◆ **DOKUMENTTEXT**
↓↓↓

Parallel dazu würde er die Redaktion erweitern, ob auf die Zahl von 129 Redakteur*innen, die »elPeriódico« bis zum November 2022 hatte, ist realistisch vollkommen offen. »Vorerst wünsche ich uns in jedem Ressort, Kultur, Investigatives und Politik, einen oder eine weitere Kollegin. Das ist das Ziel für die kommenden Monate« so Ortiz, ein kräftiger Mann mit zurückgebundenem Haarschopf und grau melierten Bart.
Bei den Kolleg*innen in Guatemala kommt der neue, alte Player gut an, so Diego España. Der 23-jährige Journalist arbeitet bei »La Hora«, einer nur noch online erscheinenden Tageszeitung, und freut sich über die Renaissance von »elPeriódico«. Einigen Kolleg*innen ist er bereits auf der einen oder anderen Pressekonferenz begegnet. »Uns fehlt in Guatemala mediale Vielfalt. Wir sind ein kleines Land, unabhängige, kritische Medien haben es hier überproportional schwer«, meint der Absolvent der öffentlichen Universität San Marcos.
Mit Jovanna García und Gersón Ortiz kennt er mindestens zwei aus der Equipe von »eP Investiga«, und es gefällt ihm, dass kontinuierlich über José Rubén Zamora, der seit dem 29. Juli 2022 auf der Marical-Zavala-Militärbasis in Isolationshaft sitzt, berichtet wird.
Gleichwohl ist die Familie Zamora bei »eP Investiga« nicht mit an Bord, zu ausgepowert sind alle Beteiligten. Das weiß auch España, der den Fall en détail kennt, von Beginn an berichtete und sich sicher ist, dass die Vorwürfe gegen Guatemalas Ikone des investigativen Journalismus fabriziert sind. »Mit einer Verschleppungstaktik, der kurzfristigen Absage von Anhörungen, Prozesstagen usw. wird Zamora in Haft gehalten«, kritisiert er die zuständigen Richter und Staatsanwälte.

↑↑↑

◆ **AUFGABEN**
(a) Wandle alles vom Beginn der Einträge bis einschließlich der Zeile mit „[(110, 99), (72, 111)]“ in eine Markdown-Tabelle mit den Spalten „Nr.“ und „Zeile“ um. Leerzeilen und die Bilder lässt du dabei weg.
(b) Führe den Text über unabhängigen Journalismus in Guatemala im Anschluss an seinen letzten Satz weiter.
Der Text und die Einträge haben inhaltlich nichts miteinander zu tun.

◆ **ARBEITSDATEN**
↓↓↓

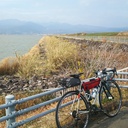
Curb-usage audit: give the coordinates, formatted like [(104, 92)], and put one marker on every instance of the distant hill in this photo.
[(13, 26)]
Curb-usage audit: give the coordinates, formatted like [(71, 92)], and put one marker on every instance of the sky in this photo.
[(107, 13)]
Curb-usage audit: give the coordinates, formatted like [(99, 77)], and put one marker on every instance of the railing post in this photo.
[(9, 110)]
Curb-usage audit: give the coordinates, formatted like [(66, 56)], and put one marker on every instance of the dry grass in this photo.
[(8, 66), (59, 54), (53, 55)]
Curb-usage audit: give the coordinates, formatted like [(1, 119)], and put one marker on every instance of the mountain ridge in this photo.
[(14, 26)]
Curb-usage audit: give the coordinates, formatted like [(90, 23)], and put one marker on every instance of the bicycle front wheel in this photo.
[(110, 99), (72, 111)]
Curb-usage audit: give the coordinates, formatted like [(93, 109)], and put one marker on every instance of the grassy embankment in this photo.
[(53, 55)]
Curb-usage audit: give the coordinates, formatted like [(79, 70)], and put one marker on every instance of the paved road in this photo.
[(102, 121)]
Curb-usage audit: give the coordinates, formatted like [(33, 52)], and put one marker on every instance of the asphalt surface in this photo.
[(102, 121)]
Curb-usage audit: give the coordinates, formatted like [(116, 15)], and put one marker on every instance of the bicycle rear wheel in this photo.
[(110, 98), (72, 111)]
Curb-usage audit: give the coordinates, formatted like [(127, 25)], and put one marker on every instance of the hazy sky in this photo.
[(110, 13)]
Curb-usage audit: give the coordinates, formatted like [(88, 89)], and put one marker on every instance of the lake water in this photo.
[(20, 44)]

↑↑↑

◆ **ERGEBNISSE JE AUFGABE**
(a)
| Nr. | Zeile |
|---|---|
| 1 | Curb-usage audit: give the coordinates, formatted like [(104, 92)], and put one marker on every instance of the distant hill in this photo. |
| 2 | [(13, 26)] |
| 3 | Curb-usage audit: give the coordinates, formatted like [(71, 92)], and put one marker on every instance of the sky in this photo. |
| 4 | [(107, 13)] |
| 5 | Curb-usage audit: give the coordinates, formatted like [(99, 77)], and put one marker on every instance of the railing post in this photo. |
| 6 | [(9, 110)] |
| 7 | Curb-usage audit: give the coordinates, formatted like [(66, 56)], and put one marker on every instance of the dry grass in this photo. |
| 8 | [(8, 66), (59, 54), (53, 55)] |
| 9 | Curb-usage audit: give the coordinates, formatted like [(1, 119)], and put one marker on every instance of the mountain ridge in this photo. |
| 10 | [(14, 26)] |
| 11 | Curb-usage audit: give the coordinates, formatted like [(90, 23)], and put one marker on every instance of the bicycle front wheel in this photo. |
| 12 | [(110, 99), (72, 111)] |

(b)
Dahinter stecke Strategie meint er. Auch ein anderer unabhängiger Kollege ist dieser Meinung: Carlos Choc. Der 42-jährige indigene Journalist ist Mitglied der Rechercheplattform »Forbidden Stories« und hat zwei Prozesse hinter sich, in denen er vorsätzlich vom Staat beziehungsweise der Generalstaatsanwaltschaft kriminalisiert wurde. Typisch für deren Umgang mit kritischen Medien in Guatemala. »Staatsanwalt Rafael Currichiche hat die gesamte kritische Presse des Landes erst vor zwei Wochen als Aktivisten und Influencer bezeichnet. Dass wir einen Informationsauftrag haben, interessiert ihn nicht«, kritisiert Choc. Er kann sich erst seit ein paar Monaten wieder frei bewegen, und auch die Ausreise ist heute kein Problem mehr.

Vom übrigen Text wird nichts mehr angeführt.